-- To be done --
**A)** In the hockey article, what pick was Jonathan Drouin, and which team chose him at the 2013 Draft?
**B)** Using the hockey article, explain why Drouin "may as well have been wearing" the cape folded on the seat beside him.

-- Extract provided --

Jonathan Drouin’s heroics help Canadiens ground high-flying Jets

Jonathan Drouin scored twice for the Canadiens in a 5-2 win over the visiting Jets.

MONTREAL — Jonathan Drouin sat in the Montreal Canadiens’ dressing room, in the centre of a scrum that was roughly 30 reporters deep, with cameras clicking, lights flashing in his eyes and the team-awarded, player-of-the-game cape folded neatly on the seat beside him.

He may as well have been wearing it during Montreal’s 5-2 win over the Winnipeg Jets at the Bell Centre on Thursday.

“He was flying,” said linemate Brendan Gallagher.

“That was some big Jo,” said other linemate Phillip Danault.

That was some of the biggest Jo we’ve seen in the National Hockey League to date; a performance that magnified all the qualities that saw him chosen third overall by the Tampa Bay Lightning at the 2013 Draft and coveted by the Canadiens in the 2017 trade that sent Mikhail Sergachev the other way; the type of dominant performance only players of a certain caliber can offer; the type of performance that leaves you wanting more.

-- Provided material --

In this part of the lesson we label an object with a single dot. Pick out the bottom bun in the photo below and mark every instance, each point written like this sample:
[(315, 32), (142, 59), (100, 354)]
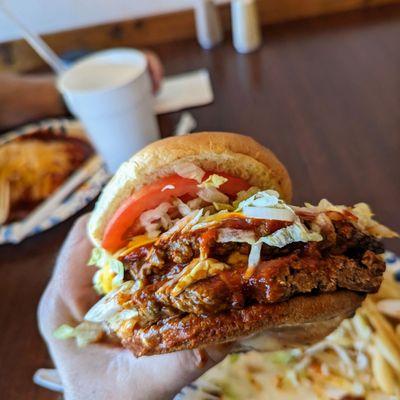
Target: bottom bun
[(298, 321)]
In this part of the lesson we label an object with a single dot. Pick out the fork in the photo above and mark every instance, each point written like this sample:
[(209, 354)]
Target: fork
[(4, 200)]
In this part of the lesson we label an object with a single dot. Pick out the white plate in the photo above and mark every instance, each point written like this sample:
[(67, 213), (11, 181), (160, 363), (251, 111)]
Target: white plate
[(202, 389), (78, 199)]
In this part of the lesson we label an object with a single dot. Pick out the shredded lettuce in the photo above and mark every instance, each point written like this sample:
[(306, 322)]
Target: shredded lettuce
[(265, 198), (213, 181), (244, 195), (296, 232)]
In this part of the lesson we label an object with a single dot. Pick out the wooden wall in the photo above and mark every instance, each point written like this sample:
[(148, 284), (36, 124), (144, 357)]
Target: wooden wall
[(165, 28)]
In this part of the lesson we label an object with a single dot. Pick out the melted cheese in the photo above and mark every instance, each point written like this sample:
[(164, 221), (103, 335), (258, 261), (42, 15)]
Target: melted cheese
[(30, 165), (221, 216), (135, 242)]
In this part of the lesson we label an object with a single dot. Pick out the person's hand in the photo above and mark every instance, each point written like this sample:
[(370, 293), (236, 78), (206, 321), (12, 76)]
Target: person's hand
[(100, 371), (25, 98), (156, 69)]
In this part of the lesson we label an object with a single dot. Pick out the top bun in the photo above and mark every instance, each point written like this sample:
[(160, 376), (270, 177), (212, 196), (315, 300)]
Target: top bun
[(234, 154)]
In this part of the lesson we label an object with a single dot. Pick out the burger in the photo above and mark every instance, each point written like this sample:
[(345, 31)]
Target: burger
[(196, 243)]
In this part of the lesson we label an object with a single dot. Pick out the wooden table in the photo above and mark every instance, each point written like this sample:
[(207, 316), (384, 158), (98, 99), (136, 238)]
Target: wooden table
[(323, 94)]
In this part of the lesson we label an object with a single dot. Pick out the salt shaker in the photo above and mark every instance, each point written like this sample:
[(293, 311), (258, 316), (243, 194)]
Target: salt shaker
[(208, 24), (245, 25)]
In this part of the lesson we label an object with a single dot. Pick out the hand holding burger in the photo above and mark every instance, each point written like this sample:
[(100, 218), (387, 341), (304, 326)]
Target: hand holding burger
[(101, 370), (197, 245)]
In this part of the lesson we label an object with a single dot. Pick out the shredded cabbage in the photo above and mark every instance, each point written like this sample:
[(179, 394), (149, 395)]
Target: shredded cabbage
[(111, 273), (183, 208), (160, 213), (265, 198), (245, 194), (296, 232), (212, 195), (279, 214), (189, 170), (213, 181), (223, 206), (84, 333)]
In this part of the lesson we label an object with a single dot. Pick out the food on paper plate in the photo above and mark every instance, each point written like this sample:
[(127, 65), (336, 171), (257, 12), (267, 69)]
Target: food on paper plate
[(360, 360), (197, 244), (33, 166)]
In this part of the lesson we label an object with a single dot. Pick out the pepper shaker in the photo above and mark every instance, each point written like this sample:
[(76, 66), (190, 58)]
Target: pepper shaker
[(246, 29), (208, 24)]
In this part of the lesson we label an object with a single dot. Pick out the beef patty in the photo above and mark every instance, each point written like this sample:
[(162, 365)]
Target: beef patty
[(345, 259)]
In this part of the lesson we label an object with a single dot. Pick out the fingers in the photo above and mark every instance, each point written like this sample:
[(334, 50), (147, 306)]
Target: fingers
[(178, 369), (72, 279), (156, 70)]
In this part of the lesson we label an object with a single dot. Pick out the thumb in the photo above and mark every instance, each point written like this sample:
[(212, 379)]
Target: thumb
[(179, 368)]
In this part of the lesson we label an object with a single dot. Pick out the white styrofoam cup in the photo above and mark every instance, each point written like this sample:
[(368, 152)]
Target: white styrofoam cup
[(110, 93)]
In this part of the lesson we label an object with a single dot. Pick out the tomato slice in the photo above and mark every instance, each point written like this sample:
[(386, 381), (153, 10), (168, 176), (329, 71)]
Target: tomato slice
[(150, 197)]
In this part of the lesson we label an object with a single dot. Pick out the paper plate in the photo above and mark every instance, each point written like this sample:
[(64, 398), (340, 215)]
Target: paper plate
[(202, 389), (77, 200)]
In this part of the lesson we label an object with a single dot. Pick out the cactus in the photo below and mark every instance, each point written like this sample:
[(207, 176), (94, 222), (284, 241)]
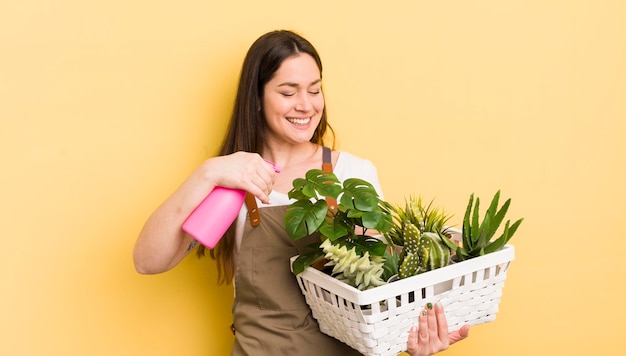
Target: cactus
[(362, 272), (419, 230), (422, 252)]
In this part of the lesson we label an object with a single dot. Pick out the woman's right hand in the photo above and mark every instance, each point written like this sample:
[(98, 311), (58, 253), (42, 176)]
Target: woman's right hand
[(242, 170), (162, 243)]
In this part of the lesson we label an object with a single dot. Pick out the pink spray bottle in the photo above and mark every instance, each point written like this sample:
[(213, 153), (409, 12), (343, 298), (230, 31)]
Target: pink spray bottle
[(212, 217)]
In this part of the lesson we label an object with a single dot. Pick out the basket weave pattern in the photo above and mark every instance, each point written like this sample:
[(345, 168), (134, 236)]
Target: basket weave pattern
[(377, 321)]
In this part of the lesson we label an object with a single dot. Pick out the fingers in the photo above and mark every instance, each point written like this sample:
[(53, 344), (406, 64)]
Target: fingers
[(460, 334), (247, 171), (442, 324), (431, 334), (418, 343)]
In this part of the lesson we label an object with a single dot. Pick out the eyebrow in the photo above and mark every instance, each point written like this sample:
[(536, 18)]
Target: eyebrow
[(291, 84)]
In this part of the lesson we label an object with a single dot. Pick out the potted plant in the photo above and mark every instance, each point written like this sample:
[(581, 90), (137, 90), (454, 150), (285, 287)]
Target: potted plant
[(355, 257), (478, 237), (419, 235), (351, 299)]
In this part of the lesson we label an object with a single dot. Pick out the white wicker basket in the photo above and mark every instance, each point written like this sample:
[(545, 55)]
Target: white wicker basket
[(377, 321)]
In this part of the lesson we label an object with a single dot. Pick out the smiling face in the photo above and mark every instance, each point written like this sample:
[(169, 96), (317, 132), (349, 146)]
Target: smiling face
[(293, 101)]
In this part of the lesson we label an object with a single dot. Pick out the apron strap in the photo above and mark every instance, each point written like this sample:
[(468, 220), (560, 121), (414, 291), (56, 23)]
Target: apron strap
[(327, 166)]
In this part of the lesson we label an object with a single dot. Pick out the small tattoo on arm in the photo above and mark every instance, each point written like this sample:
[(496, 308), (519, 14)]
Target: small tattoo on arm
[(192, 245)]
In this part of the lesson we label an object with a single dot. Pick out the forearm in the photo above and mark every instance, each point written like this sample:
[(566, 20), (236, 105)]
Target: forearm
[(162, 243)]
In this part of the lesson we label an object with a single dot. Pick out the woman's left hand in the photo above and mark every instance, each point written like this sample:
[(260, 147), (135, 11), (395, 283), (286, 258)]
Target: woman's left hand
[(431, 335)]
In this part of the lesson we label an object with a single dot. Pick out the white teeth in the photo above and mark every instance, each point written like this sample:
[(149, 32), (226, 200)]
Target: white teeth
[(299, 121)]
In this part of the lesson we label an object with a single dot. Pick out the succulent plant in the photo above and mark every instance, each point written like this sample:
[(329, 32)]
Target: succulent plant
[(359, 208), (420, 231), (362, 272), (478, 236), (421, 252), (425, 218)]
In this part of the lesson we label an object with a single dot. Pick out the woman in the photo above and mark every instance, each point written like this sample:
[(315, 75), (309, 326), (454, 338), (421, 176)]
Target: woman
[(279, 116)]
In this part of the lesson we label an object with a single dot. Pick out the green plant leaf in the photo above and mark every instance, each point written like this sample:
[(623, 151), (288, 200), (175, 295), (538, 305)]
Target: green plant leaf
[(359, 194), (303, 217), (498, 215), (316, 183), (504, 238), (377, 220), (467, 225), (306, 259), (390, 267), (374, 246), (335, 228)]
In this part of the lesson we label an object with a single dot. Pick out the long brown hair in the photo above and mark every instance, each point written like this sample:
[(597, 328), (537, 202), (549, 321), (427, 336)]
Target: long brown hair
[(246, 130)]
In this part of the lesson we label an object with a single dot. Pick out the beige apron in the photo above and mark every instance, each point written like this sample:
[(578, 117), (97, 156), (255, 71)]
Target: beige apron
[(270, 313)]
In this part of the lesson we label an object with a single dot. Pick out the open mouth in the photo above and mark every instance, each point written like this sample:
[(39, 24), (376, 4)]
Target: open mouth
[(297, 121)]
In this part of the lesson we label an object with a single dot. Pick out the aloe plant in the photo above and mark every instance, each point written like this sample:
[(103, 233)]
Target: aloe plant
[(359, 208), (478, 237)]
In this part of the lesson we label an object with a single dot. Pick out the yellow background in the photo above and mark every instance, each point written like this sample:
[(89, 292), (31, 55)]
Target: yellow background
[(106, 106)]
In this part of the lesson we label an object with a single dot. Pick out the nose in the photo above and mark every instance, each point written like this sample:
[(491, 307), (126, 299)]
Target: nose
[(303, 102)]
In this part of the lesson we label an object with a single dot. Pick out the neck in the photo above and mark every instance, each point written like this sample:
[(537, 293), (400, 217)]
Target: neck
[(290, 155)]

-- Responses for each task --
**A)** He was chosen third overall by the Tampa Bay Lightning.

**B)** The cape is the team's player-of-the-game award, and Drouin had earned it with a standout performance. He scored twice in Montreal's 5-2 win over the Winnipeg Jets, and his linemate Brendan Gallagher said, "He was flying."